Prompt: Repeat precisely, and only, the lines between the line containing "Every instance of the rocky" and the end of the listing below, both ends included.
►
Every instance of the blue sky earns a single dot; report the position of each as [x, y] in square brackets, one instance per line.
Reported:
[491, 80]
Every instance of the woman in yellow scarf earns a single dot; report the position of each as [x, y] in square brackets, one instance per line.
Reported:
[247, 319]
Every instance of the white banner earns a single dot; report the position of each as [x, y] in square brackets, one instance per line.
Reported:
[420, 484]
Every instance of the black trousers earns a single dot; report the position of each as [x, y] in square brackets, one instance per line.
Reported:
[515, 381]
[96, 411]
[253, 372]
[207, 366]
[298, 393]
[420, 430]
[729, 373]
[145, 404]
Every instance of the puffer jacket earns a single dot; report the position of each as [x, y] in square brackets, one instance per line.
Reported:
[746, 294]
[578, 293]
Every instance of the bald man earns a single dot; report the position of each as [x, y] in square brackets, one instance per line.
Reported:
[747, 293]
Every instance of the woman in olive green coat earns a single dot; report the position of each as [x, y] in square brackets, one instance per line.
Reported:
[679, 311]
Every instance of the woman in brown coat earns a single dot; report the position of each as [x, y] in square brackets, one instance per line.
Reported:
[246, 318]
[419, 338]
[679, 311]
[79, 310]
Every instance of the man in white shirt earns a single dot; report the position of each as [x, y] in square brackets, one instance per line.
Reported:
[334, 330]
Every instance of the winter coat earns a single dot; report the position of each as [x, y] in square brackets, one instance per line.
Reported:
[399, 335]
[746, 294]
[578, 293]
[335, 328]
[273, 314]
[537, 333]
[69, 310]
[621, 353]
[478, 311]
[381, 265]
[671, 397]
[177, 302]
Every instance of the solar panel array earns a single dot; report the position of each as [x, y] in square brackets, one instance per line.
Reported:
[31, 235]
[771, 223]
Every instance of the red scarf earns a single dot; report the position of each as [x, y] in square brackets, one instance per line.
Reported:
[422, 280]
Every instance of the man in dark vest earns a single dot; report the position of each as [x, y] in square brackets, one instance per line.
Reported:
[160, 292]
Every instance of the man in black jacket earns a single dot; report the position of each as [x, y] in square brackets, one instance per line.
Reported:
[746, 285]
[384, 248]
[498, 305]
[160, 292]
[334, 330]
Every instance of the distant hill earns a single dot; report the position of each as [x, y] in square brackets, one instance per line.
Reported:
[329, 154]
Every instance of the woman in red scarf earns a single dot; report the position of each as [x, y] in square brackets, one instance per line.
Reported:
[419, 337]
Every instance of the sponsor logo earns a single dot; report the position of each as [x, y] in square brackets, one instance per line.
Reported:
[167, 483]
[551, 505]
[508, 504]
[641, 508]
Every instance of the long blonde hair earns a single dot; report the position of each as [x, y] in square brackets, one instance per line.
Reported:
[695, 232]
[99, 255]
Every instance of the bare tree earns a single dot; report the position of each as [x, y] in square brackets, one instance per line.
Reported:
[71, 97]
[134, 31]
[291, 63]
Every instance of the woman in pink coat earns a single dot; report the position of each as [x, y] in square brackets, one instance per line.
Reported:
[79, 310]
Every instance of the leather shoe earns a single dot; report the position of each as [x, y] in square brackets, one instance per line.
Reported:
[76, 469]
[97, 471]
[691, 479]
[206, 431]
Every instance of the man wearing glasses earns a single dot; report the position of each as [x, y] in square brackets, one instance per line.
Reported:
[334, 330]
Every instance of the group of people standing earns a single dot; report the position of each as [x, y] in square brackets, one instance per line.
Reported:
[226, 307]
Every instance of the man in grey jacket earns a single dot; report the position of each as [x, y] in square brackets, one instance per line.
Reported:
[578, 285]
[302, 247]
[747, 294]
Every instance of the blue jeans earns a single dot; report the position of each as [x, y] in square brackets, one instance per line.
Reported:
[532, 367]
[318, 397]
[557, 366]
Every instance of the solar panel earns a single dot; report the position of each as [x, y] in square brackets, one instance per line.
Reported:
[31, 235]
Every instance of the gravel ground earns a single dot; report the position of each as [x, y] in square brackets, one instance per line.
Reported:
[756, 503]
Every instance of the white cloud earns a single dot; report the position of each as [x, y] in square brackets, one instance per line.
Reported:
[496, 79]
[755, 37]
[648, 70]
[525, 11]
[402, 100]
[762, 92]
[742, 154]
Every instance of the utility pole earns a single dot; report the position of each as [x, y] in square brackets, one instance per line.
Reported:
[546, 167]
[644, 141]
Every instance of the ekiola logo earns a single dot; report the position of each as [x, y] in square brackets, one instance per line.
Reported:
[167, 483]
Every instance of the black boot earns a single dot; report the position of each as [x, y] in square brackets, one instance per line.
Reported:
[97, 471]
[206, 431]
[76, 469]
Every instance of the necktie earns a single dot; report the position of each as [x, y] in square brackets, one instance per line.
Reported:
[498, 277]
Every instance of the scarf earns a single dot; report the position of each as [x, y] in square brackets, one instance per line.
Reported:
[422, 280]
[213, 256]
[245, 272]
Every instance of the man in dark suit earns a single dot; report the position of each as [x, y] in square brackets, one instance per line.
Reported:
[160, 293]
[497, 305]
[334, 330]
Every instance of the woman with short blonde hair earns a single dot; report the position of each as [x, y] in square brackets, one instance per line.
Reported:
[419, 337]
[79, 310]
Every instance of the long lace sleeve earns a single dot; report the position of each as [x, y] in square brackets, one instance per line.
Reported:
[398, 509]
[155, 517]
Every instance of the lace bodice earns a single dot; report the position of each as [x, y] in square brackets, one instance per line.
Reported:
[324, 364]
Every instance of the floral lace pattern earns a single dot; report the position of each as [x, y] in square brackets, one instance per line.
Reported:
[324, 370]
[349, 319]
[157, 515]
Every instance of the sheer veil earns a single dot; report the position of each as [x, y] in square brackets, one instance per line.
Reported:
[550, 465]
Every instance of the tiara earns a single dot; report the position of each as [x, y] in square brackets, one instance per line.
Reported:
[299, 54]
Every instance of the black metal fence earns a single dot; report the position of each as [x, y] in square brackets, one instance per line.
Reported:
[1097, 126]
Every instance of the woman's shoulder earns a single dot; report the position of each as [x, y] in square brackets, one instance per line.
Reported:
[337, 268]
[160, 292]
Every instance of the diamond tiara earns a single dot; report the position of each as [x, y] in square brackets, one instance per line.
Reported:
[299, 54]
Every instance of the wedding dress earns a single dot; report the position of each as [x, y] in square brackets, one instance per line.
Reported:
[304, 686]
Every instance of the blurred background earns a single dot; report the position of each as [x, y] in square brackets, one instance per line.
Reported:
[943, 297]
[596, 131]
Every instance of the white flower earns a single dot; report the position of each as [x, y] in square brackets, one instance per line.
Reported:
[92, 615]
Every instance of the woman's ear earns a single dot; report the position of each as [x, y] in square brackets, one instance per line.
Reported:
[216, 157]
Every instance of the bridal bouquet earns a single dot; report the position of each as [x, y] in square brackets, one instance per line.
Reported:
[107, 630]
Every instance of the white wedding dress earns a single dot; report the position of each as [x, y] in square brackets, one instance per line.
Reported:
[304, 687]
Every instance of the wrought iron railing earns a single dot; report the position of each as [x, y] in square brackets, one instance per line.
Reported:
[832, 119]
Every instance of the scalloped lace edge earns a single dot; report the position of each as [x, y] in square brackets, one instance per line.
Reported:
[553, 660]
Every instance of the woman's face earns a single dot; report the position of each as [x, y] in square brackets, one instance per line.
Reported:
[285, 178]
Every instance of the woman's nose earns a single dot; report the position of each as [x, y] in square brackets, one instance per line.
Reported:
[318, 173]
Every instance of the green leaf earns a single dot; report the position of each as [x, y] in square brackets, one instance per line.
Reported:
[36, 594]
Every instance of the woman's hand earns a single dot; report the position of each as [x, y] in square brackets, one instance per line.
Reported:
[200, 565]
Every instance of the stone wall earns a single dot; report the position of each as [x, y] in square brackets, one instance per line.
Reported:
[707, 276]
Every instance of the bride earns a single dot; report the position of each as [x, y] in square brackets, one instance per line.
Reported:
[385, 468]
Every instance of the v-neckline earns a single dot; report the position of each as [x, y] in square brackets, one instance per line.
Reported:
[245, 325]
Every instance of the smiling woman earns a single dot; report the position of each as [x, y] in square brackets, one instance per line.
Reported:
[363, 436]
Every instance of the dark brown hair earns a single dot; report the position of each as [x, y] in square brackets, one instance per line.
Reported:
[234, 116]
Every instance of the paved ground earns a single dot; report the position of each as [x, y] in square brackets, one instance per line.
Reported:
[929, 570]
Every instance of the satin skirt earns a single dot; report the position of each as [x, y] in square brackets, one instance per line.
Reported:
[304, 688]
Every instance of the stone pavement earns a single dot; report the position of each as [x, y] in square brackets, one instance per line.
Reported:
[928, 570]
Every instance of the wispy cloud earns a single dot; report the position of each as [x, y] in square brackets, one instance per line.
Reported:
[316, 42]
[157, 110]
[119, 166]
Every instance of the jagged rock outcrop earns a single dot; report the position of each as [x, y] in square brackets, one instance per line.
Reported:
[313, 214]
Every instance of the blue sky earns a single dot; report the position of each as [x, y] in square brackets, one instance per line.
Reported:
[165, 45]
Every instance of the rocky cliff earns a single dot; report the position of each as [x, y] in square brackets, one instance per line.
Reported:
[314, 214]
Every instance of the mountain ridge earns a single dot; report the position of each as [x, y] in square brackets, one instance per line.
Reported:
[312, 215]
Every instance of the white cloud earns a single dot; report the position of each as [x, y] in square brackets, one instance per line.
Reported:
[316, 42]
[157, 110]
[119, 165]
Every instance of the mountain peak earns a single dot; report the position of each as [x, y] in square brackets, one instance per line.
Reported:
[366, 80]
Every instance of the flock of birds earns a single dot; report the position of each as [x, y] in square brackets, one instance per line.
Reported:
◄
Expected output:
Every instance of the rocky cliff earns a single dot; report the position of each as [x, y] in square brackets, one instance per line.
Reported:
[314, 214]
Every instance of the mountain ridge earns a single dot; report the position of each as [x, y] in square brackets, one instance per line.
Reported:
[312, 215]
Every instance of the white cloud earns a single dot; report the position of each as [x, y] in square brackets, one instance per line.
Reported:
[316, 42]
[157, 110]
[119, 165]
Every instance of the mountain peak earns a single dot; report the position of each as [x, y] in square brackets, one instance per line.
Reported:
[366, 80]
Every instance of the flock of birds earns a single dot; report the position of each as [x, y] in square brackets, one instance per line.
Reported:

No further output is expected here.